Your instructions:
How many lines of the data below contain the string "helmet"? Case counts. Reply with the number only.

= = =

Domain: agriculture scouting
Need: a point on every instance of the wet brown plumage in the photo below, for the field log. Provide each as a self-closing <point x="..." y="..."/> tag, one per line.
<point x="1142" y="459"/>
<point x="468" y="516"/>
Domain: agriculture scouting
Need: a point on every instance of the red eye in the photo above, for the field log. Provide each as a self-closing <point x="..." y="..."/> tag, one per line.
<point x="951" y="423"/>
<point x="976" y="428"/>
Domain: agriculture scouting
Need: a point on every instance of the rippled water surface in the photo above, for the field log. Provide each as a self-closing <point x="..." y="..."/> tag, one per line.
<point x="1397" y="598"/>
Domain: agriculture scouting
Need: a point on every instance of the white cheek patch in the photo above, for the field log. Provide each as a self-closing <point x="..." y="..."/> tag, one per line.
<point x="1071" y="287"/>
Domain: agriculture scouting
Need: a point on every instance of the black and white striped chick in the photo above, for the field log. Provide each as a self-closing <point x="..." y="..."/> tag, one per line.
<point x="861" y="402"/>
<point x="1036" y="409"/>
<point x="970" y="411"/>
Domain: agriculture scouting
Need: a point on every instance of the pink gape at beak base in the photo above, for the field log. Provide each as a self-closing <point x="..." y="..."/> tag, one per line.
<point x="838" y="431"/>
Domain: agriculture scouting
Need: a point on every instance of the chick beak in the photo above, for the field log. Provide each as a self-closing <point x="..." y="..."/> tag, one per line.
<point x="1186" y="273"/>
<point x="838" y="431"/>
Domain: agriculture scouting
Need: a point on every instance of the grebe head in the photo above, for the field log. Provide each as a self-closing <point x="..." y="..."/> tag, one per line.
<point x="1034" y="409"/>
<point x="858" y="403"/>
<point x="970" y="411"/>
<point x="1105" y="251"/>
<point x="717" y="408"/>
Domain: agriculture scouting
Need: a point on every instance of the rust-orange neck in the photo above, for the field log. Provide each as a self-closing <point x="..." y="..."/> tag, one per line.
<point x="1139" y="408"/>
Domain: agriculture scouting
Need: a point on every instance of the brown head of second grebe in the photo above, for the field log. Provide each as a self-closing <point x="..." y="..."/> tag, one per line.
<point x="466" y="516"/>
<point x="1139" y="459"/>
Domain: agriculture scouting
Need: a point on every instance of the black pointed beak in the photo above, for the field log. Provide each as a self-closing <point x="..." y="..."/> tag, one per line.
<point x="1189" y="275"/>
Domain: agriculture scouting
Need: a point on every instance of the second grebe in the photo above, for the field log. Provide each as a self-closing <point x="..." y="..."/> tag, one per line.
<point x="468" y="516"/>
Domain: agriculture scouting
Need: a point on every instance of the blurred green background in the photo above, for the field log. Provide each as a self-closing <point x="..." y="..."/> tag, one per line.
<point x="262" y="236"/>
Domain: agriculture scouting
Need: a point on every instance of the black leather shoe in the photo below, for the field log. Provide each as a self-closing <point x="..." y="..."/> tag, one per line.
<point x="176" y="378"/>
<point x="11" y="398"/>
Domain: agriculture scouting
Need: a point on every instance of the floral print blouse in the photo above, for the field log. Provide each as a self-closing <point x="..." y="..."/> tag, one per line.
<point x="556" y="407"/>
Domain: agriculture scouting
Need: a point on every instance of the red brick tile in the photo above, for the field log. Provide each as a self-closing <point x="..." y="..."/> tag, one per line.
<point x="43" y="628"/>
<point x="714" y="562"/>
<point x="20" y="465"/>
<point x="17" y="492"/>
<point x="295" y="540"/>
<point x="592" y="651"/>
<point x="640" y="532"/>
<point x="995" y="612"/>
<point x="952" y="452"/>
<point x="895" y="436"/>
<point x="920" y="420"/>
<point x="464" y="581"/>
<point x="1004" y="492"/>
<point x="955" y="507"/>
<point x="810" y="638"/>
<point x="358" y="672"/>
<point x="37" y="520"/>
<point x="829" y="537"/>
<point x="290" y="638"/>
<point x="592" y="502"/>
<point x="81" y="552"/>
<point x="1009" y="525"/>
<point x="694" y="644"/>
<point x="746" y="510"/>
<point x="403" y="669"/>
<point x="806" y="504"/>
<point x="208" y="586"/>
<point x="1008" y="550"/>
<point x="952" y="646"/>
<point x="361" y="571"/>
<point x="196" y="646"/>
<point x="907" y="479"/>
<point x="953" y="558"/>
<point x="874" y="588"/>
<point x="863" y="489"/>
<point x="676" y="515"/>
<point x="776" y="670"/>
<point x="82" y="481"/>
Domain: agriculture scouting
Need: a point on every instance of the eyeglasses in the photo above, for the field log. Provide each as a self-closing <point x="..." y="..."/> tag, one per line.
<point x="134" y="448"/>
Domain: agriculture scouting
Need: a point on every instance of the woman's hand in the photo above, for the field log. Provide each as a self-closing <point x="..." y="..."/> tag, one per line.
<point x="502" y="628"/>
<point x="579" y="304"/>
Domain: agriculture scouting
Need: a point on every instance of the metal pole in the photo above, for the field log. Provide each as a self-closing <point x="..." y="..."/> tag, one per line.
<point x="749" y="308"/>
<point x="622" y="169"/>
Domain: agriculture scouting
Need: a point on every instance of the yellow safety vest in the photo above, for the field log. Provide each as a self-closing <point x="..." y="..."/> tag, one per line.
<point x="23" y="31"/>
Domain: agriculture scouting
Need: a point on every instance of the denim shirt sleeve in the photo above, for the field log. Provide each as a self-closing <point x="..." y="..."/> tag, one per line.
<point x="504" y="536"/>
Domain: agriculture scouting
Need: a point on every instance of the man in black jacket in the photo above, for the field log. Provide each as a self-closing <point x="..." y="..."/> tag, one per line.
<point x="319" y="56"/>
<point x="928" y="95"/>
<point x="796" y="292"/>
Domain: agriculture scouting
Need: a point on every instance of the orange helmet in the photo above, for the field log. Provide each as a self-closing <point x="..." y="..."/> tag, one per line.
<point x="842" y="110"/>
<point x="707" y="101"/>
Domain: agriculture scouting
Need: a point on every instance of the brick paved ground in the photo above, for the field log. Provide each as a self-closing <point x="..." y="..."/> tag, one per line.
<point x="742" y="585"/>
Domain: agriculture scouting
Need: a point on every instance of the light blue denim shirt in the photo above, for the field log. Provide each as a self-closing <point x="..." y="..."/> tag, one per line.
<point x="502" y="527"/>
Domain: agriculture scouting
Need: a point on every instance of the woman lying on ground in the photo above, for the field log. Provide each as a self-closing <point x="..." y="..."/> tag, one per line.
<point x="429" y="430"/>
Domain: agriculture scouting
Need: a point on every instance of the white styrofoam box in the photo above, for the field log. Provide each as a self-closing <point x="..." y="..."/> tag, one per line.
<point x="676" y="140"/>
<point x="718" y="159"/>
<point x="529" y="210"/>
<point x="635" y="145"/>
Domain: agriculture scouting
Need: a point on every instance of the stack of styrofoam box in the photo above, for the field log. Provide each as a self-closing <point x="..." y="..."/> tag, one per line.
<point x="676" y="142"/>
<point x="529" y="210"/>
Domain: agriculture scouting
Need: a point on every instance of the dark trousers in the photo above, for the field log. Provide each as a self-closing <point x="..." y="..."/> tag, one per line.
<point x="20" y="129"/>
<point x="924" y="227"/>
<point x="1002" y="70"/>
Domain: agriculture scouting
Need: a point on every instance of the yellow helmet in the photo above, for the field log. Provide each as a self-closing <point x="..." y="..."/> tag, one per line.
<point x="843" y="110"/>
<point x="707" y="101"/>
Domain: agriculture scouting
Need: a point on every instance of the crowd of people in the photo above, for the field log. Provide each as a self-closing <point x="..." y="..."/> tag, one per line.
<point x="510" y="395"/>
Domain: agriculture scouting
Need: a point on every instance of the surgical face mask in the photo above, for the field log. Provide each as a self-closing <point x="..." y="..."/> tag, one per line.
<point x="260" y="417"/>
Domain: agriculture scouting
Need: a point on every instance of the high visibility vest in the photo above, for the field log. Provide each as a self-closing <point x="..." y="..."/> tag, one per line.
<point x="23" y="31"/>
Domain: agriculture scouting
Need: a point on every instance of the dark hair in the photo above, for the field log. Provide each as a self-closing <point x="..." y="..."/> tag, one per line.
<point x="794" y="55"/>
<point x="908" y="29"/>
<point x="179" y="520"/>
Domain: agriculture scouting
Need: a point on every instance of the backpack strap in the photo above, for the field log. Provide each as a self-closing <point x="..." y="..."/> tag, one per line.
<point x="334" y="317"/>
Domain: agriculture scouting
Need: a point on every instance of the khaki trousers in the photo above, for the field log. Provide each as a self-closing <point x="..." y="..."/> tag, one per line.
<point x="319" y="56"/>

= = =

Problem solution:
2